■ BLOCO DE TEXTO:
Ana Moura |
Quem chama decadente ou doentio ao fado de tal motivo, porque não condenará todas as obras-primas da poesia, musicada ou não, onde o amor atinge profundidade, exaltação e tragédia? É doentio o fado, ou o sentimento humano que ele popular e grandiosamente nos exprime?
E na maneira de cantar a morte. Quem não compreenderá que a morte assume um aspecto mais violento e terrível, por qualquer lado que se observe, no bairro popular da cidade do que no campo, junto da natureza, da deusa-mãe de seio acolhedor?
A solidariedade familiar e a luta pela vida, as relações duma com a outra, apresentam-se ao povo da cidade segundo uma fenomenologia inconfundível. O fado exprime, nos seus frequentes temas de amor de filho e mãe, fenómenos, sentimentais e sociais, de altíssimo significado ético e religioso. Há fados que valem em expressão oral certos quadros de pintores célebres, quadros representativos da mãe com o filho ao colo, cuja lição nunca deixará de ser meditada com alcance e proveito. Não é sem razão que se fala da Santa do fado.
O trabalho popular, na cidade, é muitas vezes inseguro. Quer se trate de profissões de exercício intermitente, quer de profissões de exercício ambulante, quer de profissões não salariáveis, quer de todas as profissões que podem ser atingidas por crises, tudo contribui para que o trabalho urbano desenvolva uma certa psicologia popular, onde os traços de dignidade e de melancolia aparecem nitidamente. O fadista canta a sua profissão, que aperfeiçoa e ama, e diz como consegue ligar o trabalho e o fado; o fadista, que canta a primor, começa por dizer aos que o escutam qual é a sua arte, nos dois significados desta palavra; liga a ideia de trabalho à ideia de destino, e nunca à de lucro, posse ou exploração, para assim demonstrar que é povo, e que não deseja sair do povo.

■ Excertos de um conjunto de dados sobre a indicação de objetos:
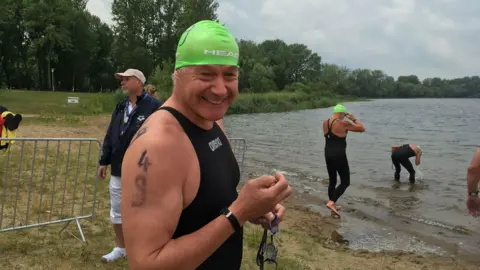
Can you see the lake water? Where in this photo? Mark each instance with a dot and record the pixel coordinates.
(380, 214)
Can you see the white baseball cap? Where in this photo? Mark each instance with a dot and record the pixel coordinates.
(131, 73)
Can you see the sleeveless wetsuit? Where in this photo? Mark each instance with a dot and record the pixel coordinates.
(336, 160)
(219, 177)
(401, 156)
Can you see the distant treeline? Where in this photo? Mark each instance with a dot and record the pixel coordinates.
(59, 44)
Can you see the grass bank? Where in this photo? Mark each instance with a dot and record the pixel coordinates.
(50, 105)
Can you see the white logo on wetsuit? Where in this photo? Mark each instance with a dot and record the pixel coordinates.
(215, 143)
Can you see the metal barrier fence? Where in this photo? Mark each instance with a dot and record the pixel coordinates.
(46, 181)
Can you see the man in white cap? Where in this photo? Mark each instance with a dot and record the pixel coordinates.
(127, 119)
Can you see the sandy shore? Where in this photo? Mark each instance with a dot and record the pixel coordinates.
(318, 234)
(307, 240)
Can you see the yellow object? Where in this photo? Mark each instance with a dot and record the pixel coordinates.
(7, 133)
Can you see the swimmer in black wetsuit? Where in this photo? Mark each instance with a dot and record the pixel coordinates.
(335, 131)
(401, 155)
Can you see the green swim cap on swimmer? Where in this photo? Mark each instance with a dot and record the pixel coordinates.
(207, 43)
(339, 108)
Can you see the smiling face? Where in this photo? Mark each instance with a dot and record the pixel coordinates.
(207, 91)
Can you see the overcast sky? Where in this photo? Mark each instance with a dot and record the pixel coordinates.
(424, 37)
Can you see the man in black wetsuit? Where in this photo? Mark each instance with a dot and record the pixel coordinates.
(401, 155)
(473, 178)
(335, 130)
(180, 206)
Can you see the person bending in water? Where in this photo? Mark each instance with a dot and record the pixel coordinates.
(335, 130)
(401, 155)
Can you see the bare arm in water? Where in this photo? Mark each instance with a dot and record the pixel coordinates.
(473, 177)
(355, 125)
(473, 173)
(156, 175)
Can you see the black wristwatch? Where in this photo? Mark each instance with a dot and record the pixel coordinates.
(232, 219)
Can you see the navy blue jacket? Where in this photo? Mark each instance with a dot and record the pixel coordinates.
(116, 142)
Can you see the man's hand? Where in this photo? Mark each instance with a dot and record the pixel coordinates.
(265, 220)
(102, 171)
(473, 205)
(350, 116)
(260, 196)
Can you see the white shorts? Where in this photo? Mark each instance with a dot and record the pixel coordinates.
(115, 188)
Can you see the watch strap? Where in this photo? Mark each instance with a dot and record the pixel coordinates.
(475, 193)
(232, 219)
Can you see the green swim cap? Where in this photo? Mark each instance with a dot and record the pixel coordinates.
(207, 43)
(339, 108)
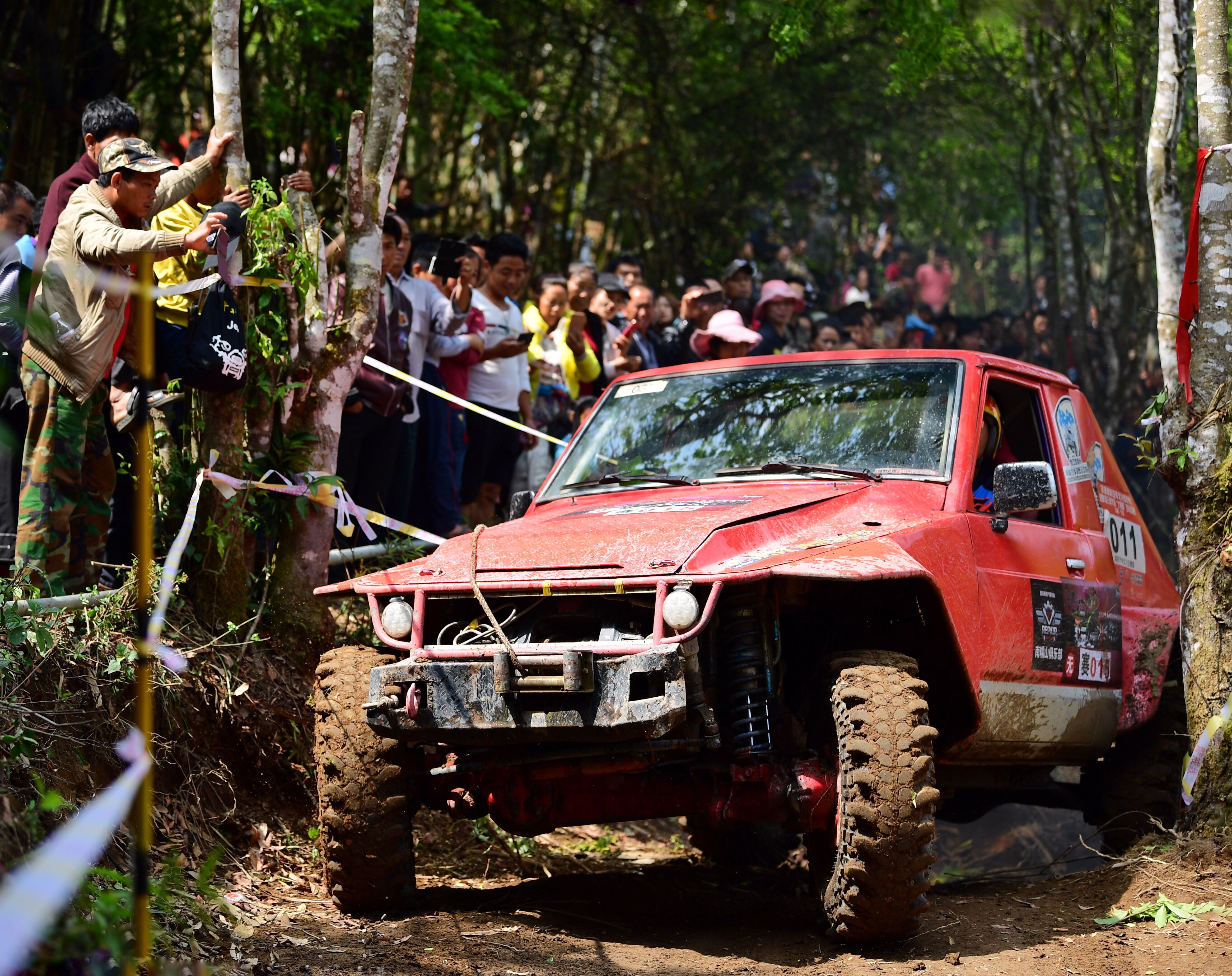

■ TAREFAS A REALIZAR:
**a.** Repete do texto sobre o fado tudo o que vai desde "Ana Moura |" até "grandiosamente nos exprime?".
**b.** No texto sobre o fado, a que ideia liga o fadista a ideia de trabalho?
**c.** Retoma o texto sobre o fado a partir do ponto onde termina.
O material constitui um conjunto à parte, independente do texto sobre o fado.

■ AS RESPOSTAS:
**a.**
Ana Moura |
Quem chama decadente ou doentio ao fado de tal motivo, porque não condenará todas as obras-primas da poesia, musicada ou não, onde o amor atinge profundidade, exaltação e tragédia? É doentio o fado, ou o sentimento humano que ele popular e grandiosamente nos exprime?

**b.** À ideia de destino, e nunca à de lucro, posse ou exploração.

**c.**
A ideia de destino gera, no fadista, um sentimento de solidariedade e de irmandade que dificilmente se poderá encontrar fora do povo português; não que a outros falte um sentimento comparável, mas falta-lhes a mesma fundamentação emotiva. A união mística dos portugueses da metrópole com os portugueses de além-mar, que o fado realiza, é já de si altamente eloquente. O mesmo culto religioso une povos de diferentes continentes; o mesmo sentimento patriótico une, por exemplo, o povo alemão em todo o mundo; um hino, uma marcha, uma canção, uma poesia, etc., podem apertar laços desleixados, reviver emoções, comover fortemente. Mas o sacramento do fado produz um milagre maior e diferente, coisa que só poderia exprimir em palavras um grande artista, coisa que só pode ser negada por quem seja isento de emotividade autêntica. Há no fado um não sei quê, que só o próprio fado pode dizer, mas que se não pode negar. A ideia do destino e de fatalidade, compreendida de uma maneira especial por um povo moderno, esclarece um pouco este problema, mas não aniquila o mistério que envolve.
Cristina Branco |
Seria interessante pôr a claro outros aspectos do fado, embora estas noções já bastem a quem sobre elas quiser reflectir; seria até urgente explicá-las, para maior eficiência pedagógica; é possível que isso em breve seja feito, se para tal houver ambiente e estímulo.
Nem tudo que se canta com acompanhamento de guitarra e viola é fado; e seria conveniente demonstrar, até vitória decisiva, que os piores inimigos do fado não são os detractores, mas sim as pessoas que aos detractores fornecem argumentos e razões.
Como será possível defender o fado, se não há uma doutrina fadista e um preceituário fadista? Se tudo é possível e permitido, se pululam contradições e divergências, como será possível distinguir o fado autêntico das adulterações que o degeneram e extinguem?
A Inspecção-Geral dos Espectáculos só encara o fado como espectáculo, e apenas proíbe ofensas directas à ordem moral e política garantida pelas leis vigentes; não tem, nem ninguém desejaria que tivesse, competência para formular juízos estéticos sobre o fado.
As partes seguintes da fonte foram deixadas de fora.